- Brano da leggere
▼▼▼

Gesù ha definito un altro particolare di questo quadro, ha detto infatti: “Il Mio sguardo da questa immagine è tale e quale al Mio sguardo dalla croce” (Q. I, p. 140). La questione dello sguardo non è dunque senza importanza, se lo stesso Gesù mette l’accento su di essa, dando un significato a questo particolare. E qui incontriamo una doppia interpretazione di questo desiderio di Gesù: alcuni – e tra loro don Sopocko – leggono queste parole in modo realistico e dicono che lo sguardo deve essere diretto in basso come dall’alto della croce; altri credono, che si tratti dello sguardo che esprime la misericordia (tra loro padre J. Andrasz, il secondo direttore spirituale di suor Faustina). A seconda di questa interpretazione sono sorte – si può dire – due “scuole” di rappresentazione dell’immagine del Gesù Misericordioso: una ha il suo modello nel dipinto di E. Kazimirowski, mentre la seconda nel dipinto di A. Hyla, del santuario della Divina Misericordia a Cracovia.

Quale è il significato di questo quadro?

Il cosiddetto “luogo teologico” è stato indicato dallo stesso Gesù, legando la benedizione del quadro e la sua pubblica venerazione alla liturgia della prima domenica dopo Pasqua. La Chiesa legge in quel giorno il Vangelo sull’apparizione di Gesù risorto nel Cenacolo e sull’istituzione del sacramento della penitenza (Gv 20, 19-29).

A questa scena del Cenacolo si sovrappone l’avvenimento del Venerdì Santo: la crocifissione e la trafittura del Cuore di Gesù con la lancia. “Entrambi i raggi uscirono dall’intimo della Mia misericordia, quando sulla croce il Mio Cuore, già in agonia, venne squarciato con la lancia” (Q. I, p. 132). Di questo scrive san Giovanni nel 19° capitolo del Vangelo. Gesù ha spiegato poi che “il raggio pallido rappresenta l’Acqua che giustifica le anime; il raggio rosso rappresenta il Sangue che è la vita delle anime” (Q. I, p. 132). San Tommaso, riferendosi ai Padri della Chiesa, unisce la simbologia dell’acqua e del Sangue con il sacramento del battesimo e con l’Eucarestia, cosa che può essere riferita anche agli altri sacramenti. “Alla luce del Vangelo di Giovanni – scrive don I. Rozycki – l’acqua e il sangue (…) stanno a significare le grazie dello Spirito Santo, che ci sono state donate per la morte di Cristo. I due raggi rappresentati sul dipinto di Gesù Misericordioso possiedono questo stesso profondo significato” (R., p. 20).

L’immagine del Gesù Misericordioso spesso viene identificata come quella della Divina Misericordia e giustamente poiché‚ nella passione, morte e risurrezione di Cristo la misericordia di Dio verso l’uomo si è rivelata con totale pienezza.

▲▲▲

- Dati forniti
▼▼▼

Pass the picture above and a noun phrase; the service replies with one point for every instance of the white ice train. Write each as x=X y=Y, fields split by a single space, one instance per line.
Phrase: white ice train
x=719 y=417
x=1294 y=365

▲▲▲

- Dettagli esercizio
Rispondi brevemente alle domande sul brano dedicato all'immagine di Gesù Misericordioso.
(a) Chi era il secondo direttore spirituale di suor Faustina?
(b) Di quali avvenimenti parla il Vangelo che la Chiesa legge la prima domenica dopo Pasqua?
(c) Che cosa rappresenta il raggio rosso?

- Risultato
(a) Padre J. Andrasz.
(b) Dell'apparizione di Gesù risorto nel Cenacolo e dell'istituzione del sacramento della penitenza (Gv 20, 19-29).
(c) Il Sangue che è la vita delle anime.